* **What is needed**:
Report every line of the items below that contains the string "blade", copying each such line in full. Case counts.

* **Record extracts**:
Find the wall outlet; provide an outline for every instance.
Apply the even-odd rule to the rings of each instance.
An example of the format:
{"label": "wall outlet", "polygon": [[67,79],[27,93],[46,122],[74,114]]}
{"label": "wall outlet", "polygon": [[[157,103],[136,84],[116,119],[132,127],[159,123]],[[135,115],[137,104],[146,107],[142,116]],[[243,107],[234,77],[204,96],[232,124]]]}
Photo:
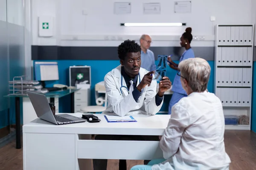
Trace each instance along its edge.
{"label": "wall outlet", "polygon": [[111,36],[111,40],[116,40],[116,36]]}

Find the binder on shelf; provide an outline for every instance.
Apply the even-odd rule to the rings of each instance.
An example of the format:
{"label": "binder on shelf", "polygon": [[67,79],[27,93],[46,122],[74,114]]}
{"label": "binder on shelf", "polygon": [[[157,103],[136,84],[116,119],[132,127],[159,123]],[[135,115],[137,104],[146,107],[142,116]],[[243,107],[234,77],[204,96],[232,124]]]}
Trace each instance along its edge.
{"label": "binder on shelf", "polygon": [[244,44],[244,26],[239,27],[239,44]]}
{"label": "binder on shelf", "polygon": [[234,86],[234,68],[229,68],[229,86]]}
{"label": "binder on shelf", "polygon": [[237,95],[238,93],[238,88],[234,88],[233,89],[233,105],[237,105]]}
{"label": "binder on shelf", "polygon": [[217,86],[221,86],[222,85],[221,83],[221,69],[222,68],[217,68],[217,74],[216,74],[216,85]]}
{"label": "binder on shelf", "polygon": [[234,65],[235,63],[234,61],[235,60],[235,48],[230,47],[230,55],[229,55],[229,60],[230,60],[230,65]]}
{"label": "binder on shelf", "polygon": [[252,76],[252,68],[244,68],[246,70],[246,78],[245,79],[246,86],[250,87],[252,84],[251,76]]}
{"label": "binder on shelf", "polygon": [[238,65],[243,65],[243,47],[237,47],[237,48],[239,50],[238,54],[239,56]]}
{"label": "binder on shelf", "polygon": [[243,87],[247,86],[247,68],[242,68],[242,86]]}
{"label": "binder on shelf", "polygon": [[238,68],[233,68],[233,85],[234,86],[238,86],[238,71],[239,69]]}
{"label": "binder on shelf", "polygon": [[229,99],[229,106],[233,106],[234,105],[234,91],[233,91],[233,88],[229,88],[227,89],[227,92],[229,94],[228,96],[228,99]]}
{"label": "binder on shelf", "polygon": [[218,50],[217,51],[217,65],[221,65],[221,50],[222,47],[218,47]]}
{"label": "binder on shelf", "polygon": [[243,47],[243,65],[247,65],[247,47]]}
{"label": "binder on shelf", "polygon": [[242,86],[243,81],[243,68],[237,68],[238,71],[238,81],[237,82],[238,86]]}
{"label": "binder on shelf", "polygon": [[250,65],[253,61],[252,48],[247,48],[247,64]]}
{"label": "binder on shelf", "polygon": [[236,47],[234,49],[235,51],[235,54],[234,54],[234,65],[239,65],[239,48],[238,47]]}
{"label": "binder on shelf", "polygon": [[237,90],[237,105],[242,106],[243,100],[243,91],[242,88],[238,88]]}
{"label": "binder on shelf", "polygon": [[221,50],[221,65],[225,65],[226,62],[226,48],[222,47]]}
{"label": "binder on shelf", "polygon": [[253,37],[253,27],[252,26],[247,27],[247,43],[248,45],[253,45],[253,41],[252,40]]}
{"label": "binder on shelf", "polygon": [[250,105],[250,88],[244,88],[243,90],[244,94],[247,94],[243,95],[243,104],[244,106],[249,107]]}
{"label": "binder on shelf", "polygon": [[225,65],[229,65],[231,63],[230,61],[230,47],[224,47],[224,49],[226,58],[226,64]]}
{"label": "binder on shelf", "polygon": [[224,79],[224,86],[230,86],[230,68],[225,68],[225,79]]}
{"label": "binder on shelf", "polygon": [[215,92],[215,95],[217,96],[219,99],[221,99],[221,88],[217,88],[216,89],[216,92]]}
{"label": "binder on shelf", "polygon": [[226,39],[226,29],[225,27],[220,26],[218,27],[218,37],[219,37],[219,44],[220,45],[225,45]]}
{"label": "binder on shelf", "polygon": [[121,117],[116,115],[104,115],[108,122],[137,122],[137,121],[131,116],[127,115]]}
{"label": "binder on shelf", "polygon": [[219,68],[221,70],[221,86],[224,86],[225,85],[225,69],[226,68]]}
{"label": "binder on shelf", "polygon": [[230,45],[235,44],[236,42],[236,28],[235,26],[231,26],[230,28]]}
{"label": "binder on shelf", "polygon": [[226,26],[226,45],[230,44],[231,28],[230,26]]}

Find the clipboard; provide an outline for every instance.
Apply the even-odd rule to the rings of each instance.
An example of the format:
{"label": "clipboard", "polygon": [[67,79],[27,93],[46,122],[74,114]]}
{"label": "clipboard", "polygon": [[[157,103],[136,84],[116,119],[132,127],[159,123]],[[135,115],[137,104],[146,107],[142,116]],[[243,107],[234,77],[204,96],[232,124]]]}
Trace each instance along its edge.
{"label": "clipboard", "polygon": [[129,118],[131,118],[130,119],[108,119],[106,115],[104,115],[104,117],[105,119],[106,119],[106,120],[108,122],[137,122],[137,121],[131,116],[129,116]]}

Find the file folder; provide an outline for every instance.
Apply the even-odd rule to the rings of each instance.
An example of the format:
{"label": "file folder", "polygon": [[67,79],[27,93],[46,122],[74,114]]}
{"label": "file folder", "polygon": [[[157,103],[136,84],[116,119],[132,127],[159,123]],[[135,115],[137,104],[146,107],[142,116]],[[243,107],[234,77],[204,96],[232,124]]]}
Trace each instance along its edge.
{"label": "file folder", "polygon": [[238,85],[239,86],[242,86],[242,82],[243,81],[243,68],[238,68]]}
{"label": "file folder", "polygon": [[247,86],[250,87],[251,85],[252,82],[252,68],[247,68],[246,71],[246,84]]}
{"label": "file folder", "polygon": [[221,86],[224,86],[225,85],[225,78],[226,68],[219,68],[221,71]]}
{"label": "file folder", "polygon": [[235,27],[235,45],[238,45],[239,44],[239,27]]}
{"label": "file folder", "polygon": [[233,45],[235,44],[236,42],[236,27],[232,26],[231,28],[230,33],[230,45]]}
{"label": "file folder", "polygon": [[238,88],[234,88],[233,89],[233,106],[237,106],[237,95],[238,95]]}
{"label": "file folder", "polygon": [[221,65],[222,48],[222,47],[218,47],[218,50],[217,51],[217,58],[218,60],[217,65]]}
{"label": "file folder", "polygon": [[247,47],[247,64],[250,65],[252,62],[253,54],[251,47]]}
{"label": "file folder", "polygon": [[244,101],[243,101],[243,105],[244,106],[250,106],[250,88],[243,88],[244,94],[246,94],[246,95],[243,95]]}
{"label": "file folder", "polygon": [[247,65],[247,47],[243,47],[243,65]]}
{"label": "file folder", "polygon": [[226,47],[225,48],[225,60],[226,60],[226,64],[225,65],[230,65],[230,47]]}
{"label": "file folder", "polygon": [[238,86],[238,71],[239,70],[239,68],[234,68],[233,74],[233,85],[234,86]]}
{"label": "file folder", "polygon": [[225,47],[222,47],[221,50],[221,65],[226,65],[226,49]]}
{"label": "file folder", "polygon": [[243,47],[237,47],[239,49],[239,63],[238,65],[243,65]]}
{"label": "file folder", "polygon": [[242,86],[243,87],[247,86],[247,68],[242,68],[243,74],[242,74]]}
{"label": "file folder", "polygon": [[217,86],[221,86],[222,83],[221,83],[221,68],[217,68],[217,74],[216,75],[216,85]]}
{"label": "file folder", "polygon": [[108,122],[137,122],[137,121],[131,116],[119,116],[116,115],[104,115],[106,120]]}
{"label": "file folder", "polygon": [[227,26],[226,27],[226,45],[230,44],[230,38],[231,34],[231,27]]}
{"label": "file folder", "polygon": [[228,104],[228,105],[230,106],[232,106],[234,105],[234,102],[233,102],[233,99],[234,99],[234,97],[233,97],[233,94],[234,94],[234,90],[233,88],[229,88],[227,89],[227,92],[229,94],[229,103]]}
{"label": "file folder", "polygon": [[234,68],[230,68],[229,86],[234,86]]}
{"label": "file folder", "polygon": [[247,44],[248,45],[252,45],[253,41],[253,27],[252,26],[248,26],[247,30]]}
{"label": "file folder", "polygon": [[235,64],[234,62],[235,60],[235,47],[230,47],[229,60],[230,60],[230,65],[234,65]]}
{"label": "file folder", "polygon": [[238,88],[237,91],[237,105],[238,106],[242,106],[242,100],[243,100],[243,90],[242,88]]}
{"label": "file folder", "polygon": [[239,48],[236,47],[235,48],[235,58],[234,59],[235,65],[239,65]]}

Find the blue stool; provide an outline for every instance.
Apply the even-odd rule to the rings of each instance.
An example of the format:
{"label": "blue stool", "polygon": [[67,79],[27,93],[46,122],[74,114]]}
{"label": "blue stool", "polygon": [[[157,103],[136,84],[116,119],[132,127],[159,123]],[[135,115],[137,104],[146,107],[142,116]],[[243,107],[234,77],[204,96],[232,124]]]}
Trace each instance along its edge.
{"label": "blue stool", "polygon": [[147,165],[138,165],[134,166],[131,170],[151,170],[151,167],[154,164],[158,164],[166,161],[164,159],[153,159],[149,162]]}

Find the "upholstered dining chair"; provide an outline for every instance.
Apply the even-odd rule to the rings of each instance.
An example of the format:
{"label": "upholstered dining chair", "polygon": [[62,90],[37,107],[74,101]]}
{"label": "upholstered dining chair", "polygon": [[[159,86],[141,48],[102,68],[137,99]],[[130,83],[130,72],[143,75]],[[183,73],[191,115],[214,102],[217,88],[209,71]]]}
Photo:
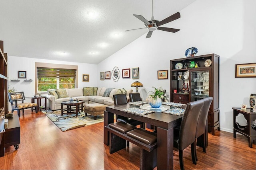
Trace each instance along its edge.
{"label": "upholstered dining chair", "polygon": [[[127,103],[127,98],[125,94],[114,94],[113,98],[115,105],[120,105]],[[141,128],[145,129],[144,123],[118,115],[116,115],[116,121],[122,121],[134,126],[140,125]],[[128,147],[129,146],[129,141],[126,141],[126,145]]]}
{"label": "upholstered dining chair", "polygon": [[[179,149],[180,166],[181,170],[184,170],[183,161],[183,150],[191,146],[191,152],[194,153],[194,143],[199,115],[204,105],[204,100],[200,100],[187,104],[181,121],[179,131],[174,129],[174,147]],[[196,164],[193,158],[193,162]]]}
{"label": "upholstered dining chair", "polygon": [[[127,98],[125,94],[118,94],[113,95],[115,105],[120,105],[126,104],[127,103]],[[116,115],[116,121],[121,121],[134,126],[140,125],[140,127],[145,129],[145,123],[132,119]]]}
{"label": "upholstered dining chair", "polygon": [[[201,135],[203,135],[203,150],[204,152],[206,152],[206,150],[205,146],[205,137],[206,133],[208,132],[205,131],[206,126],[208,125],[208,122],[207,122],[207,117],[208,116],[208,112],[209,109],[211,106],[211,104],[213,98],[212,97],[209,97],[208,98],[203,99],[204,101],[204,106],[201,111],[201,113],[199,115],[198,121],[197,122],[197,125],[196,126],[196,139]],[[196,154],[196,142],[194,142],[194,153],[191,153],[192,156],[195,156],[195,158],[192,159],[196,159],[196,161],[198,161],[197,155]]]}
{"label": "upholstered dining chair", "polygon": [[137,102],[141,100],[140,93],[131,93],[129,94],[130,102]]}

---

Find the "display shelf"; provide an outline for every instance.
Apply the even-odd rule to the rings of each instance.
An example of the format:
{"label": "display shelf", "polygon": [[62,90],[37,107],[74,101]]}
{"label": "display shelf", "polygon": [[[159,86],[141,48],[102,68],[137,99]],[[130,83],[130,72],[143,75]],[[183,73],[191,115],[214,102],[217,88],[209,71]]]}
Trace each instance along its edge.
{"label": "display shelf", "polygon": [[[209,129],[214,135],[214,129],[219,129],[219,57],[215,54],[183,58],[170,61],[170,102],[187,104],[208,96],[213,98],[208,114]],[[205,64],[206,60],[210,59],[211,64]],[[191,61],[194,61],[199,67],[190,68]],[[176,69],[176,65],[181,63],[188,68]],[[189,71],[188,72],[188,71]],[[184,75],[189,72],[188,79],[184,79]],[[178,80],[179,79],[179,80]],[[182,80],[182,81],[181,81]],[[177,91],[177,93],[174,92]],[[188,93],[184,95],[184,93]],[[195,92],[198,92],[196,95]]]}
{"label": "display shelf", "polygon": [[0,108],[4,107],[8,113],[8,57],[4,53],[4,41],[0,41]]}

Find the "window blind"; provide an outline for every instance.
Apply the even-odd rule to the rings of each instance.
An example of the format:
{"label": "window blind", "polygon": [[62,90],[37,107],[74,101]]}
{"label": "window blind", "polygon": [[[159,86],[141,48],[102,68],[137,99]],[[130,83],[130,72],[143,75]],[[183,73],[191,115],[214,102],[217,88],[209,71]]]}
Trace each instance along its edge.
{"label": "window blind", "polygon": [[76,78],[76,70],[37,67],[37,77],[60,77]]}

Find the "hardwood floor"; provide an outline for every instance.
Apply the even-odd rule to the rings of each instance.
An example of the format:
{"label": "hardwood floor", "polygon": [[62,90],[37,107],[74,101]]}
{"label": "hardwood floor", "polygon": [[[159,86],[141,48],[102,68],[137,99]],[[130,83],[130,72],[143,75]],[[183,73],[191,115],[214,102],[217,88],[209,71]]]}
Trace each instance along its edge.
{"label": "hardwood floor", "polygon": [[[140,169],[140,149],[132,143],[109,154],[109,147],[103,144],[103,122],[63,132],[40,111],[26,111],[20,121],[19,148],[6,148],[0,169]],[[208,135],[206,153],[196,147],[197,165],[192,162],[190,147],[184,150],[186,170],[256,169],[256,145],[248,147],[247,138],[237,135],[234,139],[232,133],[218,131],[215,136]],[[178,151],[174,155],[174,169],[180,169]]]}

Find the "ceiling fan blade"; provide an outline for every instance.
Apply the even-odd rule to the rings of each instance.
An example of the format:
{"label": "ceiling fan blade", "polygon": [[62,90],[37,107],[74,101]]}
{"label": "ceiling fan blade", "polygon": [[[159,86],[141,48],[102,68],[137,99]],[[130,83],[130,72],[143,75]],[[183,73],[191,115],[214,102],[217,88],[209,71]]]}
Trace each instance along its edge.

* **Exercise solution**:
Find the "ceiling fan blade"; provide an outline for every instance.
{"label": "ceiling fan blade", "polygon": [[62,90],[37,107],[74,101]]}
{"label": "ceiling fan blade", "polygon": [[[159,86],[141,48],[102,68],[137,99]],[[130,83],[130,72],[143,75]],[[183,73],[191,115],[214,102],[217,88],[209,71]]]}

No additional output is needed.